Records from a dataset:
----------
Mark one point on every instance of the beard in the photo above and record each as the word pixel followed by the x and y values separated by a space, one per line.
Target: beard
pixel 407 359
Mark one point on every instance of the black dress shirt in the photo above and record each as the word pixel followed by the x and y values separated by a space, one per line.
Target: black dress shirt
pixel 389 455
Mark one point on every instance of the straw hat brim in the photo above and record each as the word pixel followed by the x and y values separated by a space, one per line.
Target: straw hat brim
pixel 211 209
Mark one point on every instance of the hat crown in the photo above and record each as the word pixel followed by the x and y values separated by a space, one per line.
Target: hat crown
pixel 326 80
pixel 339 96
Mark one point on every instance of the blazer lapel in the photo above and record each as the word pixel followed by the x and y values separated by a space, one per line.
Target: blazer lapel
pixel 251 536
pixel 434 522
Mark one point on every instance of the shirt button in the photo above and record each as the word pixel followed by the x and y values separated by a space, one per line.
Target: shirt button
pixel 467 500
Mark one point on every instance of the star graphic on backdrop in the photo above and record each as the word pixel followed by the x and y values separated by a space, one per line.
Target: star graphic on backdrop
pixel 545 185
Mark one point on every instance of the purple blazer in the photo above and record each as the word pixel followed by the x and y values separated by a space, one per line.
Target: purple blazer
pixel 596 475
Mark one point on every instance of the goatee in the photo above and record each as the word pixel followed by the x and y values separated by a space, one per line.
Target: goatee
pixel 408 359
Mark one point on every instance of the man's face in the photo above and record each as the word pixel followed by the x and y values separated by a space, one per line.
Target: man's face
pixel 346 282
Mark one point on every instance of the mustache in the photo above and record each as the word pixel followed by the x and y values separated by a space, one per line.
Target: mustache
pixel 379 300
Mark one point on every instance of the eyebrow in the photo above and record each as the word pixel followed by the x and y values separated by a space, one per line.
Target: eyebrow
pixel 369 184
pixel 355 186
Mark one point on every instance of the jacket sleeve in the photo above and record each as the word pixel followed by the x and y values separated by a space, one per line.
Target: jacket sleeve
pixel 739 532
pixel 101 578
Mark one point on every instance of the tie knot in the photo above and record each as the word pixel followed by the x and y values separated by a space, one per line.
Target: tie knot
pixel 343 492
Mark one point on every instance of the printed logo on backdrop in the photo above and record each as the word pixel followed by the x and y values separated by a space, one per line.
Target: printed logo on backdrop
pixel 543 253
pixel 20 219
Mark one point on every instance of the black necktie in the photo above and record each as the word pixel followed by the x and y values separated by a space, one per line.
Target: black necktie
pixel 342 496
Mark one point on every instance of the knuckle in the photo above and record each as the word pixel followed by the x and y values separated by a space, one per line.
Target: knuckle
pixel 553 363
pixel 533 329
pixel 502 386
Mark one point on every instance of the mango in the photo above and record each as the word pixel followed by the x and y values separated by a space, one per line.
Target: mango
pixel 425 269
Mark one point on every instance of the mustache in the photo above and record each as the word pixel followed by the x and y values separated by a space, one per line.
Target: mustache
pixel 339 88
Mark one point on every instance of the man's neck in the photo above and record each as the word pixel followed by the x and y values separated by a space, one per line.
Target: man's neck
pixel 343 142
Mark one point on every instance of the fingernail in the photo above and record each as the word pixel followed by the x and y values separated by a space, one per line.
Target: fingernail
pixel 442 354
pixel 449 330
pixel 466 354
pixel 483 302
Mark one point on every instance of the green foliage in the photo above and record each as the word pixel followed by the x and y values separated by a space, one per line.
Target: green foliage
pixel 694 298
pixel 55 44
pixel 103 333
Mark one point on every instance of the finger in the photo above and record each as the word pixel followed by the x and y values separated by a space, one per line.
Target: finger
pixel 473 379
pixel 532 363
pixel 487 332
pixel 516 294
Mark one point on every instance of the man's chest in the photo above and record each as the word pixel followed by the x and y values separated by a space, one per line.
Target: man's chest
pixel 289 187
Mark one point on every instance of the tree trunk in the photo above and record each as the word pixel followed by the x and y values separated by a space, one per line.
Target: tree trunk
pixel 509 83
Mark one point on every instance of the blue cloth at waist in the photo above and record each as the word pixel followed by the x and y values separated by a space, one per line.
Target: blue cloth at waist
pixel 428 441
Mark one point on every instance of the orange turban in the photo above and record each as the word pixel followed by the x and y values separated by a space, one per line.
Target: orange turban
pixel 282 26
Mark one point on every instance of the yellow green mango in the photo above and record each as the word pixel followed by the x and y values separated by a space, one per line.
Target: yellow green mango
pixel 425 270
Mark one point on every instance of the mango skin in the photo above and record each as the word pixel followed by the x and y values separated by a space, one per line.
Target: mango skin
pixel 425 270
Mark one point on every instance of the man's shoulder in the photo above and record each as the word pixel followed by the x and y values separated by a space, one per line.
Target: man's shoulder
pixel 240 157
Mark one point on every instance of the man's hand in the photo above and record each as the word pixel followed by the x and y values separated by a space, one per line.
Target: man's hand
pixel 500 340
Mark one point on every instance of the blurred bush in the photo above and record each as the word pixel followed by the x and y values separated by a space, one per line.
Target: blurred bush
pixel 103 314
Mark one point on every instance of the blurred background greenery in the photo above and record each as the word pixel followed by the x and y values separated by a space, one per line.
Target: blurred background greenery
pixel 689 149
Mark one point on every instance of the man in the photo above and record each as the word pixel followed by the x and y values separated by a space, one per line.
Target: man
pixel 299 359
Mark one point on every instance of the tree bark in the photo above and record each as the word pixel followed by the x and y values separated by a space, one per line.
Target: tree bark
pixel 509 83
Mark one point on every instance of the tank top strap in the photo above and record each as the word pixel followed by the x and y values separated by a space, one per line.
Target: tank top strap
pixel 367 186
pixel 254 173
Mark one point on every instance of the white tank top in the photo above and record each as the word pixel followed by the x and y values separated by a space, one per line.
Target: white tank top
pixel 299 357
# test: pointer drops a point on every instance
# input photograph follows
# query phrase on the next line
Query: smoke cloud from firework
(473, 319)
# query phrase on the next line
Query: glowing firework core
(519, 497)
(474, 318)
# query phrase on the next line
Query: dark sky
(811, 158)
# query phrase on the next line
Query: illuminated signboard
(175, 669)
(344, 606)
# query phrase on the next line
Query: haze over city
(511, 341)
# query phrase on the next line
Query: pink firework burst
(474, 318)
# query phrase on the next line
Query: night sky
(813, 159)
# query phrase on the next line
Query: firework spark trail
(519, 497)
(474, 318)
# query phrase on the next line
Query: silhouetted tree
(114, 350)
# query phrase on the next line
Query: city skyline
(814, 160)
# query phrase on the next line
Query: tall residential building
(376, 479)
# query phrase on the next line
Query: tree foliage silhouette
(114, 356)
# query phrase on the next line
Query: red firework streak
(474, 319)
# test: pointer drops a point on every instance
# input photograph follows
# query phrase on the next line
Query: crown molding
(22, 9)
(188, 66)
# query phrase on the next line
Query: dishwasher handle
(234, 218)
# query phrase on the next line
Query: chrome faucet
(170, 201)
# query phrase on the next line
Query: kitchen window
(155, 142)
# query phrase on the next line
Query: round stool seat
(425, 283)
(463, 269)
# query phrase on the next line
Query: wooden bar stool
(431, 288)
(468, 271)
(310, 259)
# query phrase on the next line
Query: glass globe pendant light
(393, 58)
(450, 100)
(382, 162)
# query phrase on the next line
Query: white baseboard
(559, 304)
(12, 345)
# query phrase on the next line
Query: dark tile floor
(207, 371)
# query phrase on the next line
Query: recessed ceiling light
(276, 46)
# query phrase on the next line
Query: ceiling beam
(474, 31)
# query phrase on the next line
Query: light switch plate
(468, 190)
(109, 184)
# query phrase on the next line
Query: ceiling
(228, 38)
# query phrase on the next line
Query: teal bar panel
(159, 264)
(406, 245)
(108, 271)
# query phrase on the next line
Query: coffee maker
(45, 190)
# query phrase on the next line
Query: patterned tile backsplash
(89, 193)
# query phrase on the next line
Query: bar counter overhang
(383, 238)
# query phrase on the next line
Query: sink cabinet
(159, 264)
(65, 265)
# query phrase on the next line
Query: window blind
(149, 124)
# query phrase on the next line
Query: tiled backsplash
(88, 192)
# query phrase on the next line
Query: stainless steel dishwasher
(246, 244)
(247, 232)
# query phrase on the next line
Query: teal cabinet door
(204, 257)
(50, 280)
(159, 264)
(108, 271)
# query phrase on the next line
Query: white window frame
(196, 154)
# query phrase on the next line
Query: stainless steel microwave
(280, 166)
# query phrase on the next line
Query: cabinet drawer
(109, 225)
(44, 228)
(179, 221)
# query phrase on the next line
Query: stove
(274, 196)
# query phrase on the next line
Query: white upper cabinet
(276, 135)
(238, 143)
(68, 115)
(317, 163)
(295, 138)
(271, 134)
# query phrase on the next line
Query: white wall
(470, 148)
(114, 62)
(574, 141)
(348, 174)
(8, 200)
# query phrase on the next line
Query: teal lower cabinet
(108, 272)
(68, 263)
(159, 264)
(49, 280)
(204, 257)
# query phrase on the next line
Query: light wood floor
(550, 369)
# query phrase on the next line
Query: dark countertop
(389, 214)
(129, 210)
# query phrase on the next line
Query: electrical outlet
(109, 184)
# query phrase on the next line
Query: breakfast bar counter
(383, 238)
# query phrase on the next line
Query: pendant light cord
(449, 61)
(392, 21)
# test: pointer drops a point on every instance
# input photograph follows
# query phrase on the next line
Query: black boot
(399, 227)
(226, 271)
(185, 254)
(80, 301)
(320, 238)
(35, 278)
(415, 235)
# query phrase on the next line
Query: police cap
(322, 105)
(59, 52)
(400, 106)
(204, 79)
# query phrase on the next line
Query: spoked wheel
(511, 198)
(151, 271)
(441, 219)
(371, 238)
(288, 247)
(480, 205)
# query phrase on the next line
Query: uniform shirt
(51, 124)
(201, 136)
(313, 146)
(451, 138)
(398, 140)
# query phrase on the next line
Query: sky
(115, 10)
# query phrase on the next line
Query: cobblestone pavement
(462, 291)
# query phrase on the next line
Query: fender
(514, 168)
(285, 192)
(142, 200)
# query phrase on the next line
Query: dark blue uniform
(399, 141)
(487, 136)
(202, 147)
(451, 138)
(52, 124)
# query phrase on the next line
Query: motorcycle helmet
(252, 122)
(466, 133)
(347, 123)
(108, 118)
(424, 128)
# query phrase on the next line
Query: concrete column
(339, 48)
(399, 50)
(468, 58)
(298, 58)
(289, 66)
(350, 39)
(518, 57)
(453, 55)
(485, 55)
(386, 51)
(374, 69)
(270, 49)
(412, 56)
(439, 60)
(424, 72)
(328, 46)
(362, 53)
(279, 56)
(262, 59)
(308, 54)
----------
EXERCISE REQUIREMENTS
From the data above, output exactly the lines between the one containing "Target: fingernail" and the one containing "Mark one point on every instance of the finger in", counting both of them.

REPLY TO THE EXERCISE
Target: fingernail
pixel 442 354
pixel 449 330
pixel 466 354
pixel 483 302
Mark one point on every instance of the green foliage in the photo above and record each as the word pixel followed by the x and y values separated by a space, one per line.
Target: green foliage
pixel 694 298
pixel 55 44
pixel 103 333
Mark one point on every instance of the finger in the photo above and record each as the word pixel followed by the x and y values separated by a space, one per line.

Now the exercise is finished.